***** Records shown
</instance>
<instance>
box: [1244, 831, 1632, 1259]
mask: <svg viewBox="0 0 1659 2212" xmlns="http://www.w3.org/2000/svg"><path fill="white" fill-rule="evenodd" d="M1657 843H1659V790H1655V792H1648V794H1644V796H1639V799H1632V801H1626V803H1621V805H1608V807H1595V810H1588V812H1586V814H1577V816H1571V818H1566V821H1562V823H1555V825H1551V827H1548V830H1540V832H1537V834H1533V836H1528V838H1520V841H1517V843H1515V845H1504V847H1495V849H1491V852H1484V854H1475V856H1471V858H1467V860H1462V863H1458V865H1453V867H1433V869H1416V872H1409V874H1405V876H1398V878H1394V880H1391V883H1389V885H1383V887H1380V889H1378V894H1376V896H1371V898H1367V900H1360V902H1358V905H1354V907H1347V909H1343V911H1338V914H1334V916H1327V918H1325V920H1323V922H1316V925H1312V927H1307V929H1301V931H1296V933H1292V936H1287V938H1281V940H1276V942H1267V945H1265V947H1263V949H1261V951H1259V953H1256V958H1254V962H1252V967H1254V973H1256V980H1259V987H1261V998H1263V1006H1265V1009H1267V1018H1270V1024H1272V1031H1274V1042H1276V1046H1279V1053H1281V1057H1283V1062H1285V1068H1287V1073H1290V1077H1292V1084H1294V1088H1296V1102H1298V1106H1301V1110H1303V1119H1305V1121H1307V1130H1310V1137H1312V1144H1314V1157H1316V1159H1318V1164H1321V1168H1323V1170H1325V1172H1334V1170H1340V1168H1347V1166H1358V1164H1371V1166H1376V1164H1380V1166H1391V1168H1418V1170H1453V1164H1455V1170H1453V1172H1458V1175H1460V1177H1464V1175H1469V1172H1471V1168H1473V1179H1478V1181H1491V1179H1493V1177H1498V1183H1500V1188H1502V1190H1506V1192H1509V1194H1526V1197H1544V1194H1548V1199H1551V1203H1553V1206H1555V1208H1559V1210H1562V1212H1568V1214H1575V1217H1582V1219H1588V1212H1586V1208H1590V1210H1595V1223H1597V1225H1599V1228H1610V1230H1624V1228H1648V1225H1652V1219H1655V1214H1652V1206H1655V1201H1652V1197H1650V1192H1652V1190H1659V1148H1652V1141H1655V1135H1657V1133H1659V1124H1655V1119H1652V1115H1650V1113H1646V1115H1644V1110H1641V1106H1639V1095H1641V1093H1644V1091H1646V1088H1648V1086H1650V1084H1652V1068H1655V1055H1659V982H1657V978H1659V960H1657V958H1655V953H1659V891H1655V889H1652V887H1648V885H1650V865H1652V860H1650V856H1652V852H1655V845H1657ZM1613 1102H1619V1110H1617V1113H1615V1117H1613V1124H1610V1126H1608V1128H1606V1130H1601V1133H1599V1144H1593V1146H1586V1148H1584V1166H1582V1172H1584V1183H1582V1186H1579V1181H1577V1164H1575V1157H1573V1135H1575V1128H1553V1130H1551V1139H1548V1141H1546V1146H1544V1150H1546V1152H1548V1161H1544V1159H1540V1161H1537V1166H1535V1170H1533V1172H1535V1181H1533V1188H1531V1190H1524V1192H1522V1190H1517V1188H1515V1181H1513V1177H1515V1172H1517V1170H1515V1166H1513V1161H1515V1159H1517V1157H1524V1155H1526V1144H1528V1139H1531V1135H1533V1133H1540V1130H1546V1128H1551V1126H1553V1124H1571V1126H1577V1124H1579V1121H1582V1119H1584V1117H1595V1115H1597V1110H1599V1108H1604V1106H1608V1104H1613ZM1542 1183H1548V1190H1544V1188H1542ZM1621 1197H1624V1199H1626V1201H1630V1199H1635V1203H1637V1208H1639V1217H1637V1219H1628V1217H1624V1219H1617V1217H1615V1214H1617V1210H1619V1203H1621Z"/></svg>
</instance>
**********
:: Your objective ::
Write the entries out again in full, exactly as they appear above.

:: Answer to the exercise ::
</instance>
<instance>
box: [1244, 831, 1632, 1259]
mask: <svg viewBox="0 0 1659 2212" xmlns="http://www.w3.org/2000/svg"><path fill="white" fill-rule="evenodd" d="M1657 843H1659V790H1655V792H1648V794H1644V796H1639V799H1632V801H1626V803H1621V805H1608V807H1595V810H1588V812H1586V814H1577V816H1571V818H1566V821H1562V823H1555V825H1551V827H1548V830H1540V832H1537V834H1533V836H1528V838H1520V841H1517V843H1515V845H1504V847H1495V849H1491V852H1484V854H1475V856H1471V858H1467V860H1462V863H1458V865H1453V867H1433V869H1416V872H1409V874H1405V876H1398V878H1394V880H1391V883H1389V885H1383V887H1380V889H1378V894H1376V896H1371V898H1367V900H1360V902H1358V905H1354V907H1347V909H1343V911H1338V914H1334V916H1327V918H1325V920H1323V922H1316V925H1312V927H1307V929H1301V931H1296V933H1292V936H1287V938H1281V940H1276V942H1267V945H1265V947H1263V949H1261V951H1259V953H1256V958H1254V962H1252V967H1254V973H1256V980H1259V987H1261V998H1263V1006H1265V1009H1267V1018H1270V1024H1272V1031H1274V1042H1276V1046H1279V1053H1281V1057H1283V1062H1285V1068H1287V1073H1290V1077H1292V1084H1294V1088H1296V1102H1298V1106H1301V1110H1303V1119H1305V1121H1307V1130H1310V1137H1312V1144H1314V1157H1316V1159H1318V1164H1321V1168H1323V1170H1325V1172H1334V1170H1340V1168H1347V1166H1358V1164H1371V1166H1376V1164H1380V1166H1391V1168H1418V1170H1453V1164H1455V1170H1453V1172H1458V1175H1460V1177H1464V1175H1469V1172H1471V1168H1473V1179H1478V1181H1491V1179H1493V1177H1498V1183H1500V1188H1502V1190H1506V1192H1509V1194H1526V1197H1544V1194H1548V1199H1551V1203H1553V1206H1555V1208H1559V1210H1562V1212H1568V1214H1575V1217H1582V1219H1588V1212H1586V1208H1590V1210H1595V1223H1597V1225H1599V1228H1610V1230H1624V1228H1648V1225H1652V1219H1655V1214H1652V1206H1655V1201H1652V1197H1650V1192H1652V1190H1659V1148H1652V1141H1655V1135H1657V1133H1659V1124H1655V1119H1652V1115H1650V1113H1646V1115H1644V1110H1641V1106H1639V1095H1641V1093H1644V1091H1646V1088H1648V1086H1650V1084H1652V1068H1655V1055H1659V982H1657V978H1659V960H1657V958H1655V953H1659V891H1655V889H1652V887H1648V885H1650V865H1652V860H1650V856H1652V852H1655V845H1657ZM1613 1102H1619V1110H1617V1113H1615V1117H1613V1124H1610V1126H1608V1128H1606V1130H1601V1133H1599V1144H1593V1146H1586V1148H1584V1166H1582V1172H1584V1183H1582V1186H1579V1181H1577V1164H1575V1157H1573V1135H1575V1128H1553V1130H1551V1139H1548V1141H1546V1146H1544V1150H1546V1152H1548V1161H1544V1159H1540V1161H1537V1166H1535V1170H1533V1172H1535V1181H1533V1188H1531V1190H1524V1192H1522V1190H1517V1188H1515V1181H1513V1177H1515V1172H1517V1170H1515V1166H1513V1161H1515V1159H1517V1157H1524V1155H1526V1144H1528V1139H1531V1135H1533V1133H1540V1130H1546V1128H1551V1126H1553V1124H1571V1126H1577V1124H1579V1121H1582V1119H1584V1117H1595V1115H1597V1110H1599V1108H1604V1106H1608V1104H1613ZM1542 1183H1548V1190H1544V1188H1542ZM1621 1197H1624V1199H1626V1201H1630V1199H1635V1203H1637V1208H1639V1217H1637V1219H1628V1217H1624V1219H1617V1217H1615V1214H1617V1210H1619V1203H1621Z"/></svg>
</instance>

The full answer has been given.